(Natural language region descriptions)
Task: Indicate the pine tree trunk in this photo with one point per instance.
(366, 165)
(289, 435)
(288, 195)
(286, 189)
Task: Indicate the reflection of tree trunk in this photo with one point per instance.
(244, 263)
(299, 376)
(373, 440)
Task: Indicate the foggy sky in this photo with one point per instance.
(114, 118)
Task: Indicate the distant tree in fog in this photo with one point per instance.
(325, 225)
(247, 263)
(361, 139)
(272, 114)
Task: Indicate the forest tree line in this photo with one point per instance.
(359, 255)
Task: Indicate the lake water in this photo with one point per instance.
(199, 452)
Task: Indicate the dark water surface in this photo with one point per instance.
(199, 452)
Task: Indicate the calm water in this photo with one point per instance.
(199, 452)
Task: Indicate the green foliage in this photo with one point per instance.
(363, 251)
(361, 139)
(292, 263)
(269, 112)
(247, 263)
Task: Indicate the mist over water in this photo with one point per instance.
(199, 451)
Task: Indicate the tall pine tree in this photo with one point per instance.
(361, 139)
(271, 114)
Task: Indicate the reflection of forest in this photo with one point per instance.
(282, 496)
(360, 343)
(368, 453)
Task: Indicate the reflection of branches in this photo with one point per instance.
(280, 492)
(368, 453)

TASK TO CARRY OUT
Set down each entry exactly, leaving none out.

ANSWER SECTION
Task: Indicate the pine tree trunk in this photo with one point per instance.
(366, 165)
(289, 435)
(288, 195)
(286, 189)
Task: Indicate the reflection of tree trunk in this photo with one point per instance.
(244, 263)
(299, 376)
(373, 440)
Task: Indicate the foggy sky in this photo with one point per instance.
(114, 118)
Task: Indicate the distant tree in fog in this photo with one point per instance.
(325, 225)
(247, 263)
(361, 139)
(272, 114)
Task: Indicate the forest tree line in this photo with one point per instance.
(359, 255)
Task: Indicate the lake water in this photo with one point per instance.
(199, 452)
Task: Indicate the dark water surface in this photo with one point per instance.
(199, 452)
Task: Indicate the calm water in this photo with one point per instance.
(199, 452)
Task: Indicate the green foliage in this photo with one point per instance.
(363, 251)
(361, 139)
(292, 263)
(269, 112)
(247, 263)
Task: Indicate the mist over water in this photo with one point per instance.
(199, 451)
Task: Indicate the tall pine tree in this photo with one point per instance.
(361, 139)
(271, 114)
Task: Indicate the reflection of forest in this photo with one point per instance.
(282, 496)
(360, 343)
(368, 453)
Task: Indicate the reflection of branches in this photo with one point per instance.
(280, 492)
(368, 453)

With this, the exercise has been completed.